### Task requirements
Report every line of the data where the string "segment" appears.

### Task inputs
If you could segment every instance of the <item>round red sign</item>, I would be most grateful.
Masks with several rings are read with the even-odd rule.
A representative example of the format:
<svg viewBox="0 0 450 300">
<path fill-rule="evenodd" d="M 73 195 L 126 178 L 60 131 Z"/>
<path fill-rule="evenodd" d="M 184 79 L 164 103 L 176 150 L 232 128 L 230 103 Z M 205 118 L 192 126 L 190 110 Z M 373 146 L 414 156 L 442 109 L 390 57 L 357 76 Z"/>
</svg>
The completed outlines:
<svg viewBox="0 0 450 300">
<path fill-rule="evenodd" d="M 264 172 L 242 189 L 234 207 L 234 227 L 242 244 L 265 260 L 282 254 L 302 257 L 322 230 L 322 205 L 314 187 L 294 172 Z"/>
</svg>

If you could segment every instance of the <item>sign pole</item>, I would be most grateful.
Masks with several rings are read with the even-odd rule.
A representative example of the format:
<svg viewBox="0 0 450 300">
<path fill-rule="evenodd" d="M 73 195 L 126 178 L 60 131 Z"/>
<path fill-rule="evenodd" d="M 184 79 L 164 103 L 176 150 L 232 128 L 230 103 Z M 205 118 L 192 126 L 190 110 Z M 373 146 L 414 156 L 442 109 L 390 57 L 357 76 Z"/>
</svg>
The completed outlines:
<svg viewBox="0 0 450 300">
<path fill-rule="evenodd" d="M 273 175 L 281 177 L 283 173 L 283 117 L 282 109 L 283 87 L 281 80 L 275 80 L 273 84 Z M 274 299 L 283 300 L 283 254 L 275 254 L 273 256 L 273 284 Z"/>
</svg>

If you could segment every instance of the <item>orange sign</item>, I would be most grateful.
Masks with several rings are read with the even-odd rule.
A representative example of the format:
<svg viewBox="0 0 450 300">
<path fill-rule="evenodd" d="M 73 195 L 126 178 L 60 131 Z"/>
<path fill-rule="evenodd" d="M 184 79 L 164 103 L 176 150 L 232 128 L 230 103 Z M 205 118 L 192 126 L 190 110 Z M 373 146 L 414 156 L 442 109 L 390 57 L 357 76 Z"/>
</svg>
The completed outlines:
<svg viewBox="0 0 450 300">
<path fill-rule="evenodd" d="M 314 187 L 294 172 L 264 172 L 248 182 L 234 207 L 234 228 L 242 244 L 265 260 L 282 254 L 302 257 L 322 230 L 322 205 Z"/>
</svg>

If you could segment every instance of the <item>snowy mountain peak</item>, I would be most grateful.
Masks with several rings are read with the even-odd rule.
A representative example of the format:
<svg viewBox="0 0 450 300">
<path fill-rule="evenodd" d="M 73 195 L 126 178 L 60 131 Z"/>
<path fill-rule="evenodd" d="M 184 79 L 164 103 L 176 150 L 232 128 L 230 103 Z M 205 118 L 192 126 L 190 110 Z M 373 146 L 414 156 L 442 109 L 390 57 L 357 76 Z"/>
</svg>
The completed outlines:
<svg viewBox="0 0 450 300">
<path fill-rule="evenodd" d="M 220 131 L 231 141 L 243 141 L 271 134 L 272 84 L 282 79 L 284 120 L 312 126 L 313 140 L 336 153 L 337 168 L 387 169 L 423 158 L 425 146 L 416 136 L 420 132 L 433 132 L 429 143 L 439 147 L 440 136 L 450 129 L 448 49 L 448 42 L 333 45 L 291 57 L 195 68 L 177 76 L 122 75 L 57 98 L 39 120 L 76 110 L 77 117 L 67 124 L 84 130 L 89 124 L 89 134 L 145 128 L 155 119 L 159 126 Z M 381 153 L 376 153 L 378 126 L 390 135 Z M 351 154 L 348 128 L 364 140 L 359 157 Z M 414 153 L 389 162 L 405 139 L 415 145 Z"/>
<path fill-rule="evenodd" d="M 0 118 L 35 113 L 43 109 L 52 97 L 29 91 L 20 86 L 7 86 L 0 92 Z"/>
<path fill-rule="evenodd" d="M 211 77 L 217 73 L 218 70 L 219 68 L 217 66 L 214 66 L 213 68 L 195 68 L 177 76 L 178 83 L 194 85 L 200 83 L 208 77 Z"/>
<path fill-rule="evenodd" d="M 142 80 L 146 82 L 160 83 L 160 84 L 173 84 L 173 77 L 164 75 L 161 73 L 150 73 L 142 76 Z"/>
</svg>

### Reply to the task
If you could segment every instance of the <item>round red sign</item>, I would be most grateful.
If you could segment every instance of the <item>sign pole</item>, I would be most grateful.
If you could segment every instance of the <item>orange sign</item>, I would be most grateful.
If you could segment every instance of the <item>snowy mountain peak</item>, I would be most grateful.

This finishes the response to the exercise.